2004-06-03 Thread s. keeling
Incoming from Rick Moen:
> Quoting s. keeling ([EMAIL PROTECTED]):
> 
> > Yes.  The problem with Alvin's solution is it only looks at the crap
> > that spammers send.  A lot of legitimate mail does all the silly
> > things that spammers do, and users do want to receive that mail.
> 
> 1.  Content-based filtering doesn't work very well (if that's what
> you mean, which you probably don't).

I actually meant the typical "worst practices" for which spammers are
so well known.  Spammers use these things to avoid detection.  Average
users do them without even realizing it.  For instance, Alvin
automatically deep-sixes html mail.  Ordinary users don't even know
when they're sending html mails.

> 2.  Most silly things legitimate mail does can be accomodated by an
> efficient antispam regime; a few cannot.  Remember the screams
> of outrage when people started being told "You shouldn't run 
> open relays any more?"  We're entering another round of that.

Immaterial, I know, but Last time I looked Gilmore was still fighting
that one.  :-)

> > You and I may see no legitimate point to html mail, but ordinary users
> 
> (If you think this discussion concerns HTML mail, you have badly
> misunderstood.  See also point #1, supra.)

- **PROVIDED INFORMATION**:
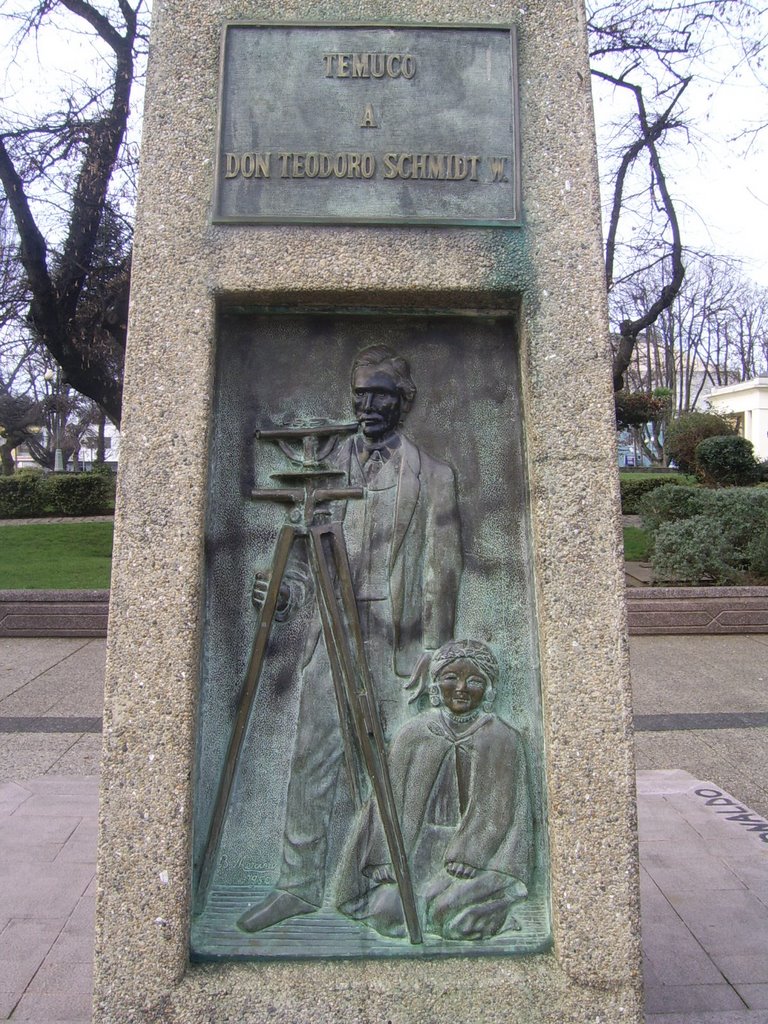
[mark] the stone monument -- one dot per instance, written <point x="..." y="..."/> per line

--

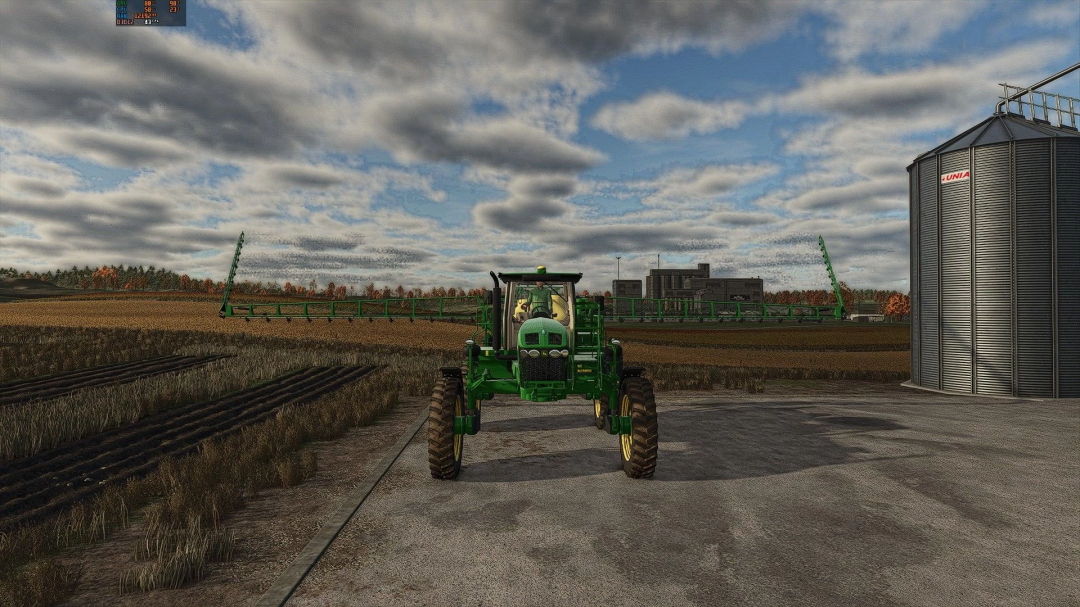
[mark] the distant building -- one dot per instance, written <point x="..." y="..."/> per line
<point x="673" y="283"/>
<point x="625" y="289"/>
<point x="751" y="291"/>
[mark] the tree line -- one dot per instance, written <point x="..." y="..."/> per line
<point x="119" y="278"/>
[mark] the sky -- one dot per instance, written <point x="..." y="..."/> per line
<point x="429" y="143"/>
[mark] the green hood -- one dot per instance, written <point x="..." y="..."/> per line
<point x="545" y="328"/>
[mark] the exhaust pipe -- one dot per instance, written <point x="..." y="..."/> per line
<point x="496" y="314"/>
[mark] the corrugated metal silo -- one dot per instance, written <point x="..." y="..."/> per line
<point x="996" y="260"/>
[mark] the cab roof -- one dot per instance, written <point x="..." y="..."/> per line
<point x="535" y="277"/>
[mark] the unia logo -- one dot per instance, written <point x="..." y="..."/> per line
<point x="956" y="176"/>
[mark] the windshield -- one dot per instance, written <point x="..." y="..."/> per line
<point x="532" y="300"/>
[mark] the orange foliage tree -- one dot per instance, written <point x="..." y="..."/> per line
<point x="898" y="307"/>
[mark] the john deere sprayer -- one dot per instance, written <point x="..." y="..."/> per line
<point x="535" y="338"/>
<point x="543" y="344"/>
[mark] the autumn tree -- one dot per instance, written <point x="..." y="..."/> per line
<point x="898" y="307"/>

- **WRITTEN TASK**: Reproduce the passage of the email thread on spam filtering word for word, starting at "I actually meant" and ending at "sending html mails.".

- **RESULT**:
I actually meant the typical "worst practices" for which spammers are
so well known.  Spammers use these things to avoid detection.  Average
users do them without even realizing it.  For instance, Alvin
automatically deep-sixes html mail.  Ordinary users don't even know
when they're sending html mails.